(Entries from a pointing dataset)
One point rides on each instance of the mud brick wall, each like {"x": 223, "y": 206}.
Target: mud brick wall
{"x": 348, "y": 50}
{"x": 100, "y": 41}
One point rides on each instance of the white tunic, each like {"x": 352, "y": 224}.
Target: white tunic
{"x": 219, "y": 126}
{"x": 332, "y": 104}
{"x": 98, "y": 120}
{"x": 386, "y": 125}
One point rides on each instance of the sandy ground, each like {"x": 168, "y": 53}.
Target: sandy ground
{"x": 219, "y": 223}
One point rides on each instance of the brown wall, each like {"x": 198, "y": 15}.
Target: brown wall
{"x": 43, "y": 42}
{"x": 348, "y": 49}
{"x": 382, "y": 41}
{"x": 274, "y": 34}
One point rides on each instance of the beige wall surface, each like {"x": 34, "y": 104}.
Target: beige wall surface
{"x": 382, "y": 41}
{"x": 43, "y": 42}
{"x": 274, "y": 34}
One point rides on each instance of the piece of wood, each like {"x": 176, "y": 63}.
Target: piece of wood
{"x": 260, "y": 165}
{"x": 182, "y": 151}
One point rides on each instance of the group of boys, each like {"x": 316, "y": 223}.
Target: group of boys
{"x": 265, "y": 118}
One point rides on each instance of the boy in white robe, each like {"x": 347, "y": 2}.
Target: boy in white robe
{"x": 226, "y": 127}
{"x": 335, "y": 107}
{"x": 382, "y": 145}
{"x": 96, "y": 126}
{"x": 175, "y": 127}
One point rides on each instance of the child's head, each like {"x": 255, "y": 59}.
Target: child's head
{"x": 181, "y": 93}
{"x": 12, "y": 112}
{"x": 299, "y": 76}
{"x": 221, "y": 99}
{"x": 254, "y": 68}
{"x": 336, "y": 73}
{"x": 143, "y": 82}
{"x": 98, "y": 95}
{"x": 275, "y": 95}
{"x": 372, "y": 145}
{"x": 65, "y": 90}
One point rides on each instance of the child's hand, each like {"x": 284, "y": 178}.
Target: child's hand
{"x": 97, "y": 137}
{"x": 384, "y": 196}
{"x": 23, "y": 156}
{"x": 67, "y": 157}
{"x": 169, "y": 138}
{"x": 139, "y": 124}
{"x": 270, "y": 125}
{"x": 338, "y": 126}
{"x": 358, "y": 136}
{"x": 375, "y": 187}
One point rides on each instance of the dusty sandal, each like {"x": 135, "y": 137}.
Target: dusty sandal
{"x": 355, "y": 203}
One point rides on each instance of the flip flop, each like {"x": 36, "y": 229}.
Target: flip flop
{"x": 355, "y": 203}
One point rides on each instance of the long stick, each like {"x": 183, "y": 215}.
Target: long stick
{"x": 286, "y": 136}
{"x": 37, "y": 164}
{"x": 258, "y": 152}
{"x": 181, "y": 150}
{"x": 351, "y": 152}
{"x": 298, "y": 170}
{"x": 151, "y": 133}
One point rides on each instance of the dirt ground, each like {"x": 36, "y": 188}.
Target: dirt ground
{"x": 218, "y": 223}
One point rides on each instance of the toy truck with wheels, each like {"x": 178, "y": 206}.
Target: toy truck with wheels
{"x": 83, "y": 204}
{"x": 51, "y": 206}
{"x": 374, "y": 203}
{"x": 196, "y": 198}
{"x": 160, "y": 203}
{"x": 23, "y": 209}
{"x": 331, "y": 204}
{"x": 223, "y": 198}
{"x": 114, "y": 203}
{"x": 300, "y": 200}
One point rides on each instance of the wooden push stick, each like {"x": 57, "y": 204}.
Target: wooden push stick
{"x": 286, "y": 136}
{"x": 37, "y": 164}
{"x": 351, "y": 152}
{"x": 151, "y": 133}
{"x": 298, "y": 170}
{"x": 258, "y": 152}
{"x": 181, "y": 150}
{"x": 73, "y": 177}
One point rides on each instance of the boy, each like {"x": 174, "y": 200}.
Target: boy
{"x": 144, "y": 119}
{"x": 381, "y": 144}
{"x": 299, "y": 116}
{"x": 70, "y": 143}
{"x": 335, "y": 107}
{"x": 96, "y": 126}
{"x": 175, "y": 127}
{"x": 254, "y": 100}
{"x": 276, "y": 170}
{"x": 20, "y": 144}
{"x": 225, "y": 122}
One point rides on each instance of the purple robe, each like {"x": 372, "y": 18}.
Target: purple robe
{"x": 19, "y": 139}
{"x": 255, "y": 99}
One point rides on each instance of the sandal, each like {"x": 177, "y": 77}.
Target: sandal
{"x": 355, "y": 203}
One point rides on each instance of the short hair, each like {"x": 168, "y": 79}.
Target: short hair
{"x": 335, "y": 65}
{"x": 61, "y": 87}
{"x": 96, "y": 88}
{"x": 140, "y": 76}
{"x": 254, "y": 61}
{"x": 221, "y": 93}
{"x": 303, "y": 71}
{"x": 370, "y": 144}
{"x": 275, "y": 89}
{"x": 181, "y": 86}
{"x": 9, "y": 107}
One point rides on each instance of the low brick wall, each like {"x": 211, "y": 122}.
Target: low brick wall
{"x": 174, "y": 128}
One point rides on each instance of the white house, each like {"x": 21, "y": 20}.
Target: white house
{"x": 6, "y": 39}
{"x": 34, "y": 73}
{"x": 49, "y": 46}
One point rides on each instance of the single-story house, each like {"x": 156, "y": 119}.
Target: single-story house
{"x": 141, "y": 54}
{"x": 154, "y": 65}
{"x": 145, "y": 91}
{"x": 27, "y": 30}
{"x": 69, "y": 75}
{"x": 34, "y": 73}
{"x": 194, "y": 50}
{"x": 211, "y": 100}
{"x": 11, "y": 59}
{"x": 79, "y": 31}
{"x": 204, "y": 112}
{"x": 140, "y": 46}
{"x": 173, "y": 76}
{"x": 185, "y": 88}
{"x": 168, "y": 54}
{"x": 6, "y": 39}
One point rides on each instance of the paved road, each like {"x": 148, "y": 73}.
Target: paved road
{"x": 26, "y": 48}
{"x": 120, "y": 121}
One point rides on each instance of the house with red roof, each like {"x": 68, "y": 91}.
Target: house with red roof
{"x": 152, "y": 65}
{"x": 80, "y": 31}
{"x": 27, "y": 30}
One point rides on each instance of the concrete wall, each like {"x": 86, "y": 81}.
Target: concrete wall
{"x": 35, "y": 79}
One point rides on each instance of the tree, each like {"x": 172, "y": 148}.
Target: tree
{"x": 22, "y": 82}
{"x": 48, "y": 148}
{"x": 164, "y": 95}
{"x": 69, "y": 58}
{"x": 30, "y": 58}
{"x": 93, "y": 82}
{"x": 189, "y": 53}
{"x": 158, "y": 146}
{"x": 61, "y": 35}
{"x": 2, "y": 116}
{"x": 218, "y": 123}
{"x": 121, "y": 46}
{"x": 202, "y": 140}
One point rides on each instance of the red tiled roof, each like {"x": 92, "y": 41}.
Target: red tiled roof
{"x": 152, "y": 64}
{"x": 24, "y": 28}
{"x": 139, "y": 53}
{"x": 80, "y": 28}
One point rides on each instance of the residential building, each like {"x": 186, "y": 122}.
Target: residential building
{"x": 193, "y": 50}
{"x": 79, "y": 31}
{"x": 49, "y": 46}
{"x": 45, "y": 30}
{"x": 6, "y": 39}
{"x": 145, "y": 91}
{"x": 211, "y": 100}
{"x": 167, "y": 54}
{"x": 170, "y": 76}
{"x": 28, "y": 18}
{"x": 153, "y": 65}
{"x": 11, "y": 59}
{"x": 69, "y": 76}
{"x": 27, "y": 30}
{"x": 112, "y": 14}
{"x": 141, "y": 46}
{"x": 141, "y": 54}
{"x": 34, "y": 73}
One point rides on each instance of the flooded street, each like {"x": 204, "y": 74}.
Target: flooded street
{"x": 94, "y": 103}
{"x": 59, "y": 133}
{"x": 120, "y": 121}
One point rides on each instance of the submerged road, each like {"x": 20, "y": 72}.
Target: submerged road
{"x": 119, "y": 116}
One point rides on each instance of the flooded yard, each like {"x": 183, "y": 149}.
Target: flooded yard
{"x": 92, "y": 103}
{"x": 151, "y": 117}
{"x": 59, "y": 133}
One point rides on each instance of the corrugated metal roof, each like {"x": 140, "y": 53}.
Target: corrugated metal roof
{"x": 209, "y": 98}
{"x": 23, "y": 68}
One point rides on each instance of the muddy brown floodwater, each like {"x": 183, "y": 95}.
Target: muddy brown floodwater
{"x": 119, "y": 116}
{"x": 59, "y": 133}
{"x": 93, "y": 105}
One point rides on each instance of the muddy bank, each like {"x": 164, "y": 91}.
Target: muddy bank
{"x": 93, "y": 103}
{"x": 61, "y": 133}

**WHAT IS REQUIRED**
Starting at the line that contains "One point rides on each instance of the residential", write out every line to the end of the entries, exactly as given.

**CORRECT ANSWER**
One point rides on each instance of the residential building, each like {"x": 186, "y": 122}.
Target: residential building
{"x": 193, "y": 50}
{"x": 79, "y": 31}
{"x": 49, "y": 46}
{"x": 45, "y": 30}
{"x": 6, "y": 39}
{"x": 145, "y": 91}
{"x": 211, "y": 100}
{"x": 167, "y": 54}
{"x": 170, "y": 76}
{"x": 28, "y": 18}
{"x": 153, "y": 65}
{"x": 11, "y": 59}
{"x": 69, "y": 76}
{"x": 27, "y": 30}
{"x": 112, "y": 14}
{"x": 141, "y": 46}
{"x": 141, "y": 54}
{"x": 34, "y": 73}
One point rides on each instance of the flooded street, each like {"x": 204, "y": 74}.
Target: flooded street
{"x": 94, "y": 103}
{"x": 59, "y": 133}
{"x": 120, "y": 121}
One point rides on each instance of the submerged road, each like {"x": 20, "y": 72}.
Target: submerged road
{"x": 119, "y": 116}
One point rides on each instance of the flooded yard, each like {"x": 183, "y": 149}.
Target: flooded yard
{"x": 92, "y": 103}
{"x": 151, "y": 117}
{"x": 59, "y": 133}
One point rides on each instance of the corrugated metal roof, each like {"x": 140, "y": 53}.
Target: corrugated metal roof
{"x": 209, "y": 98}
{"x": 23, "y": 68}
One point rides on each instance of the muddy brown floodwater, each like {"x": 183, "y": 95}.
Target: muddy brown floodwater
{"x": 119, "y": 116}
{"x": 59, "y": 133}
{"x": 93, "y": 105}
One point rides on each instance of the muddy bank, each like {"x": 164, "y": 91}.
Target: muddy bank
{"x": 93, "y": 103}
{"x": 61, "y": 133}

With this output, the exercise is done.